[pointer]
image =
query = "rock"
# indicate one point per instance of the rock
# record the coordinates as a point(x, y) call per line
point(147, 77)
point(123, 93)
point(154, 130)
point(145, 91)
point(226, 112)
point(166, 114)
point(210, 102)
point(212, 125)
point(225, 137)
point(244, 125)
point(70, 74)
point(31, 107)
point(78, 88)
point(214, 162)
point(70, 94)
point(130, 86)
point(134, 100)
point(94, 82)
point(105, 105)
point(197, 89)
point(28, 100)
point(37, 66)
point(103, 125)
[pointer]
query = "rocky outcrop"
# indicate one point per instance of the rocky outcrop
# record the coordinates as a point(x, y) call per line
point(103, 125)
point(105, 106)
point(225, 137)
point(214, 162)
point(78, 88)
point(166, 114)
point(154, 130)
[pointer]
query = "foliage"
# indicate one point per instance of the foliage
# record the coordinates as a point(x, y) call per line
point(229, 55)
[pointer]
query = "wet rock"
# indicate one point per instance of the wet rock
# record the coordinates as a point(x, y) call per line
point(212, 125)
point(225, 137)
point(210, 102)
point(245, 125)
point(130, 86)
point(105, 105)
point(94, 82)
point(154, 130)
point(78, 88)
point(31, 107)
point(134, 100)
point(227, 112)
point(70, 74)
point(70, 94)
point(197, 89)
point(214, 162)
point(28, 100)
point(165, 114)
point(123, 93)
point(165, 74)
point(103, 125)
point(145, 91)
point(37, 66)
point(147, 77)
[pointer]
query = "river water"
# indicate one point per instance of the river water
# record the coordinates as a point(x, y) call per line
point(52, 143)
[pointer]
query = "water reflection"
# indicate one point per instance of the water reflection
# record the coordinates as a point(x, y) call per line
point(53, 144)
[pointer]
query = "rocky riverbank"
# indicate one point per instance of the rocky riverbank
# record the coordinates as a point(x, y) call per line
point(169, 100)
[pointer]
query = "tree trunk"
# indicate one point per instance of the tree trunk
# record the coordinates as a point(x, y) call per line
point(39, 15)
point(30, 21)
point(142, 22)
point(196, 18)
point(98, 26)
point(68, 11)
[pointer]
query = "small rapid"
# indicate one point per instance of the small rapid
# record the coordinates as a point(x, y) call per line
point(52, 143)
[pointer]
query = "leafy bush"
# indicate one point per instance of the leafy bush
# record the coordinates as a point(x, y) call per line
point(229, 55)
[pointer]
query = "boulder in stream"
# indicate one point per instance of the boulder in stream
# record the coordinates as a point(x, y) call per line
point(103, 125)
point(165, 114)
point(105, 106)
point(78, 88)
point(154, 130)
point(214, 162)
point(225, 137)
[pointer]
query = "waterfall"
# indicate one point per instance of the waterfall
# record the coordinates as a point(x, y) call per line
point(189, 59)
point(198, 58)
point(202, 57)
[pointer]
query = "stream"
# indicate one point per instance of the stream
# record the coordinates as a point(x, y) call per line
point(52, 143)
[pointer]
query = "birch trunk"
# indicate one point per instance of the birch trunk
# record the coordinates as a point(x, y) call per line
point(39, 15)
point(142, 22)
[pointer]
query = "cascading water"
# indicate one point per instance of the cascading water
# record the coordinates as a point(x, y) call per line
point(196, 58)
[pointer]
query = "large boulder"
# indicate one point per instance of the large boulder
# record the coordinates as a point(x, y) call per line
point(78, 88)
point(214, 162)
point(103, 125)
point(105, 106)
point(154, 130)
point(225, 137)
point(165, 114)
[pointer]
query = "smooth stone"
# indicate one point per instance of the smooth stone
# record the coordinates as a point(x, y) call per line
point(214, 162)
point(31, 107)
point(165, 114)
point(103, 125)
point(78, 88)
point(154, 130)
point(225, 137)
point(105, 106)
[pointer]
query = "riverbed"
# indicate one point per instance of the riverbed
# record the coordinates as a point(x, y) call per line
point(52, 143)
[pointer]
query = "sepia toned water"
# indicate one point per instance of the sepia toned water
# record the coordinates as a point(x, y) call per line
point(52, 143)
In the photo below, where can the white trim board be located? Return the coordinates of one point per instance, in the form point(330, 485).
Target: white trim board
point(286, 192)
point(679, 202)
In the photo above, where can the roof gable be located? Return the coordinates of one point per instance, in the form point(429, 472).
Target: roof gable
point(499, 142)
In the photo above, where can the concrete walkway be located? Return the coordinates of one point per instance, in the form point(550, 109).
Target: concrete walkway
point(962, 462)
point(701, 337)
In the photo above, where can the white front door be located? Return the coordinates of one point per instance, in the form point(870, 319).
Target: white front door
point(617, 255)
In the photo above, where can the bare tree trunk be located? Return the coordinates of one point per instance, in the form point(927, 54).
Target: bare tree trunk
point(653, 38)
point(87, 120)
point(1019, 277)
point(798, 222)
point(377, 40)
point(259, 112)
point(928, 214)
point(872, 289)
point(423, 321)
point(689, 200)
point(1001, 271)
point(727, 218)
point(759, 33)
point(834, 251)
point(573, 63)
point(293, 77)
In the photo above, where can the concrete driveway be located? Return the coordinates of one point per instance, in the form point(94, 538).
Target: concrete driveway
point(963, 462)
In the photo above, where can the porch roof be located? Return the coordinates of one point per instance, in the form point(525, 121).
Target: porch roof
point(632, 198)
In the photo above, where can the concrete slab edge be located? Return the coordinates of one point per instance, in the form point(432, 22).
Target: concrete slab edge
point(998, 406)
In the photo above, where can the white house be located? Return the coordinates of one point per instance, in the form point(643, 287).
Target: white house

What this task involves: Go through the records and print each one exactly.

Full output:
[pointer]
image =
query = "rock"
# indicate one point per instance of the rock
# record the coordinates as a point(x, y) call per line
point(147, 77)
point(123, 93)
point(154, 130)
point(145, 91)
point(226, 112)
point(166, 114)
point(210, 102)
point(212, 125)
point(225, 137)
point(244, 125)
point(70, 74)
point(31, 107)
point(78, 88)
point(214, 162)
point(70, 94)
point(130, 86)
point(134, 100)
point(94, 82)
point(105, 105)
point(197, 89)
point(28, 100)
point(37, 66)
point(103, 125)
[pointer]
query = "rocky outcrop"
# indicate one point per instance of the rocky outcrop
# record the coordinates as a point(x, y) call per line
point(103, 125)
point(105, 106)
point(225, 137)
point(214, 162)
point(78, 88)
point(166, 114)
point(154, 130)
[pointer]
query = "foliage"
# indicate one point per instance of the foliage
# record the coordinates as a point(x, y) call per line
point(229, 55)
[pointer]
query = "wet rock"
# indicate one point per instance of the wet rock
# record the coordinates as a point(x, y) call per line
point(212, 125)
point(225, 137)
point(210, 102)
point(245, 125)
point(130, 86)
point(105, 105)
point(94, 82)
point(154, 130)
point(78, 88)
point(31, 107)
point(134, 100)
point(227, 112)
point(70, 74)
point(70, 94)
point(197, 89)
point(214, 162)
point(28, 100)
point(165, 114)
point(123, 93)
point(165, 74)
point(103, 125)
point(145, 91)
point(37, 66)
point(147, 77)
[pointer]
query = "river water"
# indicate one point per instance of the river water
# record the coordinates as a point(x, y) call per line
point(52, 143)
[pointer]
query = "water reflection"
# indicate one point per instance of the water reflection
# record the coordinates as a point(x, y) call per line
point(53, 144)
[pointer]
query = "rocky riverbank"
# indicate one point per instance of the rocky riverbank
# record the coordinates as a point(x, y) call per line
point(169, 100)
[pointer]
query = "tree trunk"
# indicate one point per instance of the tree trunk
# record the coordinates as a point(x, y) call per line
point(39, 15)
point(30, 21)
point(142, 22)
point(196, 18)
point(98, 26)
point(68, 11)
[pointer]
query = "small rapid"
# indicate one point per instance of the small rapid
# record the coordinates as a point(x, y) call per line
point(52, 143)
[pointer]
query = "leafy bush"
# indicate one point per instance of the leafy bush
# record the coordinates as a point(x, y) call per line
point(229, 55)
[pointer]
query = "boulder in stream"
# indicate one point per instance of the boulder in stream
# record the coordinates as a point(x, y) call per line
point(103, 125)
point(165, 114)
point(105, 106)
point(78, 88)
point(154, 130)
point(214, 162)
point(225, 137)
[pointer]
query = "waterfall"
# indicate one point per instance of the waterfall
# record the coordinates as a point(x, y) call per line
point(189, 59)
point(198, 58)
point(202, 57)
[pointer]
query = "stream"
# indicate one point per instance of the stream
# record the coordinates as a point(x, y) call per line
point(52, 143)
[pointer]
query = "birch trunk"
# indicate one point per instance of the birch trunk
# record the coordinates as a point(x, y) call per line
point(39, 15)
point(142, 22)
[pointer]
query = "cascading water"
# indicate one point per instance of the cascading water
# record the coordinates as a point(x, y) call per line
point(196, 58)
[pointer]
query = "large boulder"
# indicate one point per instance of the large boulder
# record the coordinates as a point(x, y) call per line
point(78, 88)
point(214, 162)
point(103, 125)
point(105, 106)
point(154, 130)
point(225, 137)
point(165, 114)
[pointer]
query = "smooth stone"
# indicate one point per instance of the smooth stone
# record the coordinates as a point(x, y) call per line
point(214, 162)
point(31, 107)
point(165, 114)
point(103, 125)
point(78, 88)
point(154, 130)
point(225, 137)
point(105, 106)
[pointer]
query = "riverbed"
# indicate one point per instance of the riverbed
# record the coordinates as a point(x, y) call per line
point(52, 143)
[pointer]
query = "sepia toned water"
# indicate one point per instance of the sepia toned water
# record the coordinates as a point(x, y) call per line
point(52, 143)
In the photo below, where can the white trim board be located? Return the coordinates of one point per instance, in the form point(330, 485).
Target: white trim board
point(286, 192)
point(679, 202)
In the photo above, where can the roof gable be located? Return the coordinates of one point per instance, in the form point(429, 472).
Target: roof gable
point(499, 142)
In the photo above, where can the concrete walkway be located? Return the coordinates of one point per instance, in the form point(550, 109).
Target: concrete walkway
point(962, 462)
point(701, 337)
In the photo above, where can the white front door be located? Return the coordinates of one point per instance, in the form point(870, 319).
Target: white front door
point(617, 255)
In the photo above, where can the bare tree trunk be located? Return the coordinates of one point per instance, in the form point(927, 54).
Target: bare tree trunk
point(653, 38)
point(87, 120)
point(1019, 277)
point(798, 222)
point(377, 40)
point(259, 112)
point(928, 214)
point(872, 289)
point(423, 321)
point(689, 200)
point(1001, 271)
point(727, 218)
point(759, 33)
point(834, 251)
point(573, 63)
point(293, 77)
In the photo above, where can the concrete driveway be located? Return the coordinates of one point per instance, in the form point(94, 538).
Target: concrete driveway
point(963, 462)
In the photo above, where can the porch roof be located? Return the coordinates of one point per instance, in the form point(525, 121).
Target: porch roof
point(632, 198)
In the photo above, where can the concrete slab edge be located? Return the coordinates of one point per instance, in the form point(432, 22).
Target: concrete slab edge
point(998, 406)
In the photo above, where can the white house be located? Return the coordinates of one point per instance, in the form point(643, 287).
Target: white house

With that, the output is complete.